* Text passage
---

How, for instance, would you make a silent sign for stupidity? You might launch into a full-blooded Theatrical Mime of a drooling village idiot. But total idiocy is not a precise way of indicating the momentary stupidity of a healthy adult. Instead, you might tap your forefinger against your temple, but this also lacks accuracy, since you might do precisely the same thing when indicating that someone is brainy. All the tap does is to point to the brain. To make the meaning more clear, you might instead twist your forefinger against your temple, indicating 'a screw loose'. Alternatively, you might rotate your forefinger close to your temple, signalling that the brain is going round and round and is not stable.
Many people would understand these temple-forefinger actions, but others would not. They would have their own local, stupidity gestures, which we in our turn would find confusing, such as tapping the elbow of the raised forearm, flapping the hand up and down in front of half-closed eyes, rotating a raised hand, or laying one forefinger flat across the forehead.
The situation is further complicated by the fact that some stupidity signals mean totally different things in different countries. To take one example, in Saudi Arabia stupidity can be signalled by touching the lower eyelid with the tip of the forefinger. But this same action, in various other countries, can mean disbelief, approval, agreement, mistrust, scepticism, alertness, secrecy, craftiness, danger, or criminality. The reason for this apparent chaos of meanings is simple enough. By pointing to the eye, the gesturer is doing no more than stress the symbolic importance of the eye as a seeing organ. Beyond that, the action says nothing, so that the message can become either: 'Yes, I see', or 'I can't believe my eyes', or 'Keep a sharp look-out', or 'I like what I see', or almost any other seeing signal you care to imagine. In such a case it is essential to know the precise 'seeing' property being represented by the symbolism of the gesture in any particular culture.
So we are faced with two basic problems where Symbolic Gestures are concerned: either one meaning may be signalled by different actions, or several meanings may be signalled by the same action, as we move from culture to culture. The only solution is to approach each culture with an open mind and learn their Symbolic Gestures as one would their vocabulary.
As part of this process, it helps if a link can be found between the action and the meaning, but this is not always possible. In some cases we simply do not know how certain Symbolic Gestures arose. It is clear that they are symbolic because they now represent some abstract quality, but how they first acquired the link between action and meaning has been lost somewhere in their long history. A good instance of this is the 'cuckold' sign from Italy. This consists of making a pair of horns, either with two forefingers held at the temples, or with a forefinger and little finger of one hand held in front of the body. There is little doubt about what the fingers are meant to be: they are the horns of a bull. As such, they would rate as part of a Schematic Gesture. But they do not send out the simple message 'bull'. Instead they now indicate 'sexual betrayal'. The action is therefore a Symbolic gesture and, in order to explain it, it becomes necessary to find the link between bulls and sexual betrayal.
Historically, the link appears to be lost, with the result that some rather wild speculations have been made. A complication arises in the form of the 'horned hand', also common in Italy, which has a totally different significance, even though it employs the same motif of bull's horns. The Y horned hand is essentially a protective gesture, made to ward off imagined dangers. Here it is clear enough that it is the bull's great power, ferocity and masculinity that is being invoked as a symbolic aid to protect the gesturer. But this only makes it even more difficult to explain the other use of the bull's-horns gesture as a sign of a 'pathetic' cuckold.

---

* Data entries

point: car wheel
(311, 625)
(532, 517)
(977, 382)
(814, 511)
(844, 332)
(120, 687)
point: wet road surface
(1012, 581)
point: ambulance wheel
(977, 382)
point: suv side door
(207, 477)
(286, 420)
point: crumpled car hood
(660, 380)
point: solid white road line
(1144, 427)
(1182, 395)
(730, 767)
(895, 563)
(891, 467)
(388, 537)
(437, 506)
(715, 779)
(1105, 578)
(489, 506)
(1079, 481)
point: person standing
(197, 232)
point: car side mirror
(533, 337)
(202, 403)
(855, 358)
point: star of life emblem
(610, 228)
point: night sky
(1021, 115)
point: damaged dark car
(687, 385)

---

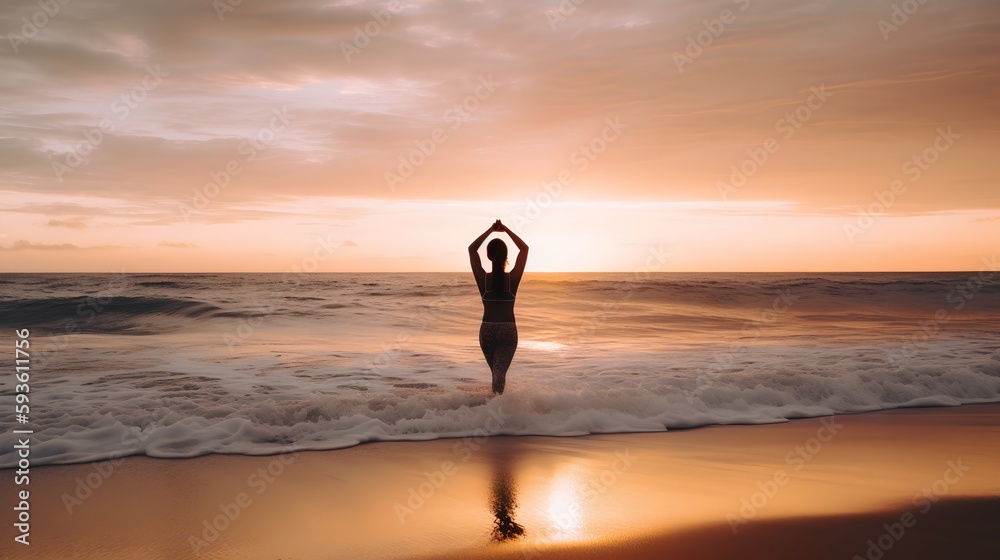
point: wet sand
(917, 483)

---

* Short problem
Reproduce word for word the portion of the text on symbolic gestures that opens with the words containing "Historically, the link" and closes with "a 'pathetic' cuckold.".

* Worked solution
Historically, the link appears to be lost, with the result that some rather wild speculations have been made. A complication arises in the form of the 'horned hand', also common in Italy, which has a totally different significance, even though it employs the same motif of bull's horns. The Y horned hand is essentially a protective gesture, made to ward off imagined dangers. Here it is clear enough that it is the bull's great power, ferocity and masculinity that is being invoked as a symbolic aid to protect the gesturer. But this only makes it even more difficult to explain the other use of the bull's-horns gesture as a sign of a 'pathetic' cuckold.